**Provided data**
>> Start
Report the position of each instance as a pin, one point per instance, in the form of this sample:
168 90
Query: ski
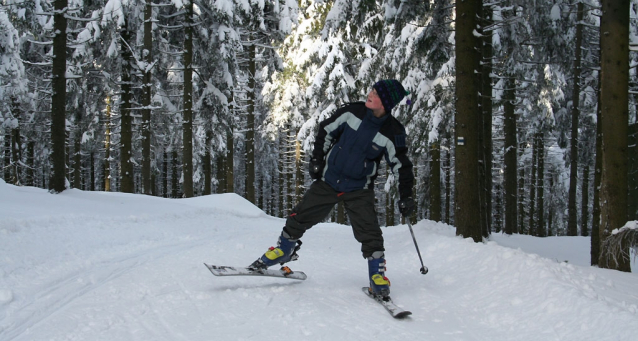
284 272
387 303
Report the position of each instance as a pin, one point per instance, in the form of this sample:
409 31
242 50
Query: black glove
406 206
315 168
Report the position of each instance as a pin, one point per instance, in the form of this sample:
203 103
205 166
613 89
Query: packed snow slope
112 266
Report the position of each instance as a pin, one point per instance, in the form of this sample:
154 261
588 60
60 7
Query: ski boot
285 251
379 284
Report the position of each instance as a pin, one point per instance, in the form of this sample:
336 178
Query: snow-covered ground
113 266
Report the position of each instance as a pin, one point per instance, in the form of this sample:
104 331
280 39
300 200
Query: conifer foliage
521 115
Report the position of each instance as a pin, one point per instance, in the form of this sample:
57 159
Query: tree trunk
521 194
389 210
16 143
486 107
633 172
540 186
614 27
58 98
299 170
92 177
281 172
220 173
435 181
250 124
208 166
147 86
290 165
126 133
77 149
31 163
174 175
532 189
510 155
107 146
7 156
572 229
550 214
230 151
595 224
584 221
448 182
165 175
467 198
187 125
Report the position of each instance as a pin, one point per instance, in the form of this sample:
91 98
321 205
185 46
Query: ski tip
402 314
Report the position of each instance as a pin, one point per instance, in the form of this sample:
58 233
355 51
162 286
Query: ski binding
387 303
284 272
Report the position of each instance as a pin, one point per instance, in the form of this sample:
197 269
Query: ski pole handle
424 269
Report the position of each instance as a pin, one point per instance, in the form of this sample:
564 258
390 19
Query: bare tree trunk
521 194
208 167
510 159
31 163
614 27
92 177
595 224
540 227
550 214
448 183
174 175
250 124
633 172
435 181
486 131
467 198
220 164
230 151
165 175
147 86
389 210
299 168
7 156
187 126
532 189
107 146
282 171
572 228
77 149
16 143
584 221
126 133
58 98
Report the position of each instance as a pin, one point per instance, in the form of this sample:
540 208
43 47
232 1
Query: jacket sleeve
401 165
329 131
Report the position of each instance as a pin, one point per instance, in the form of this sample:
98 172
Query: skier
347 150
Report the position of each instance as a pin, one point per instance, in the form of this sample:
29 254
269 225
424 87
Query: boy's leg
315 206
366 229
363 217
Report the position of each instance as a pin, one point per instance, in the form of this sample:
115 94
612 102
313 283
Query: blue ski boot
285 251
379 284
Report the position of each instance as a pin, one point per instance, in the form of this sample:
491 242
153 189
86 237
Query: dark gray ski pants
319 201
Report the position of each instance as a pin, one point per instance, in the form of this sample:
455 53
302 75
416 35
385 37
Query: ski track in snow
74 271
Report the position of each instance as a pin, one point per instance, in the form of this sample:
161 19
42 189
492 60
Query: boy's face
374 102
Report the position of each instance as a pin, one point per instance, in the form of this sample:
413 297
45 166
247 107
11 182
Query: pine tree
467 127
614 27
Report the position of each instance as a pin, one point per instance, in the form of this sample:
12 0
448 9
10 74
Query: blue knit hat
391 92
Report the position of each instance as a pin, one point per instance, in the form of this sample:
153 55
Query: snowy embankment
112 266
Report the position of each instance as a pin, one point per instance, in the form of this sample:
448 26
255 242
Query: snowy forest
521 117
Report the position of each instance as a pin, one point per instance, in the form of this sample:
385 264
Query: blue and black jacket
352 142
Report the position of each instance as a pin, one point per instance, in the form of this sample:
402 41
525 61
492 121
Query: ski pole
424 269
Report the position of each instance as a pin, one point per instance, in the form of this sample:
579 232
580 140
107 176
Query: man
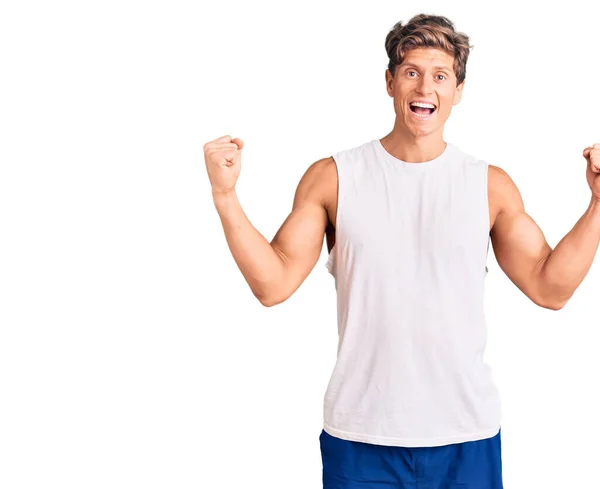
408 219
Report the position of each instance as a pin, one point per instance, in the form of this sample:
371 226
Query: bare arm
275 270
571 260
548 277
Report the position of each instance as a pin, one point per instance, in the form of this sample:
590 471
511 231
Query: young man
408 220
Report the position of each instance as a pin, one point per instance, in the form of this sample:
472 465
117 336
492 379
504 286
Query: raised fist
223 163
>> End
Retype every entry verbatim and exclude the pictures from the copy.

**Result for this exercise**
Report the position of each instance as a pin, one point per instance, in the form of this sample:
168 90
Query: ski
284 272
387 303
Report the position of each instance as a pin, one point per instance, in the form of this sample:
409 31
242 50
Query: black glove
406 206
315 168
Report the position of each instance as a pin, one point per instance, in the form of this sample:
203 103
205 166
613 89
Query: packed snow slope
112 266
Report the position of each instance as a pin, one point per instance, in the form of this sample:
154 261
588 60
60 7
Query: ski boot
285 251
379 284
Report the position of each instance as a pin, one point per instance, in the form of this sample:
336 178
Query: snow-covered ground
113 266
Report the position of each instance as a pin, one point per instance, in the form of this sample:
104 331
280 39
300 200
Query: conifer foliage
521 115
Report the position of each instance as a pin, one point per instance, in the form of this sample:
57 159
Query: tree trunk
521 194
389 210
16 143
486 107
633 172
540 186
614 27
58 98
299 170
92 177
281 172
220 173
435 181
250 124
208 166
147 86
290 165
126 133
77 149
31 163
174 175
532 189
510 155
107 146
7 156
572 229
550 214
230 151
595 224
584 221
448 182
165 175
467 198
187 125
Report the position of each instance as a pin, one point per instance, in the form of this sample:
91 98
321 205
185 46
Query: ski tip
402 314
Report the position of each instance as a pin, one point per instance, in the form of this sample:
58 233
355 51
162 286
Query: ski binding
387 303
284 272
Report the position of each instance as a pin, one point per instance, in the form of this sample:
197 269
Query: ski pole handle
424 269
Report the position of each instance as a pin, one point per instance, in the form of this sample:
564 258
390 19
Query: bare tree trunk
521 194
208 167
510 159
31 163
614 27
92 177
595 224
540 227
550 214
448 183
174 175
250 124
633 172
435 181
486 131
467 198
220 164
230 151
165 175
147 86
389 210
299 168
7 156
187 126
532 189
107 146
282 171
572 228
77 149
16 143
584 221
126 133
58 98
Report the position of each instance as a pin, one point per instance, in the form of this sample:
540 208
43 47
232 1
Query: jacket sleeve
401 165
329 131
Report the position of each instance as a pin, one point per instance, in the form of this sample:
98 172
Query: skier
347 150
Report the position of each instance as a pin, one point per instance, in the form of this sample:
29 254
269 225
424 87
Query: boy's leg
315 206
366 229
363 217
Report the position of each instance as a pin, one point per instance, in the form of this sample:
115 94
612 102
313 283
Query: blue ski boot
285 251
379 284
Report the position of each instance as a pin, one point per instance, in the form of this sample:
491 242
153 189
86 237
Query: dark gray ski pants
319 201
Report the position of each instance as a pin, one point per instance, in the form of this sample:
455 53
302 75
416 35
385 37
Query: ski track in snow
74 271
Report the position of each instance as a pin, one point per instance, in the form of this sample:
161 19
42 189
492 60
Query: boy's face
374 102
Report the position of each instance as a pin, one point per instance, in the form of this sample:
413 297
45 166
247 107
11 182
Query: pine tree
467 127
614 27
Report the position of each instance as a pin, one point per instance, in the form of this sample:
12 0
448 9
10 74
Query: blue knit hat
391 92
Report the position of each instance as a pin, one point per instance, in the form of this sample:
153 55
Query: snowy embankment
112 266
Report the position of each instance as a pin, one point per instance, in the form of this sample:
448 26
255 242
Query: snowy forest
521 117
Report the position of each instance as a pin, one point per instance, in the form of this sample:
385 264
Query: blue and black jacket
352 142
Report the position of each instance as a pin, one point per instance, in the form of this sample:
402 41
525 61
492 121
Query: ski pole
424 269
Report the position of each instance as a pin, one point per instance, in the form of this sample:
579 232
580 140
107 176
Query: man
408 219
Report the position of each instance as a pin, one point per instance, in the form of this sample:
371 226
Query: bare arm
275 270
571 260
548 277
Report the position of each instance as a pin, one point per instance, in the form of this sample:
590 471
511 231
Query: young man
408 220
Report the position of each instance as a pin, one point per instance, in the form of this sample:
472 465
117 336
492 379
504 286
Query: raised fist
223 163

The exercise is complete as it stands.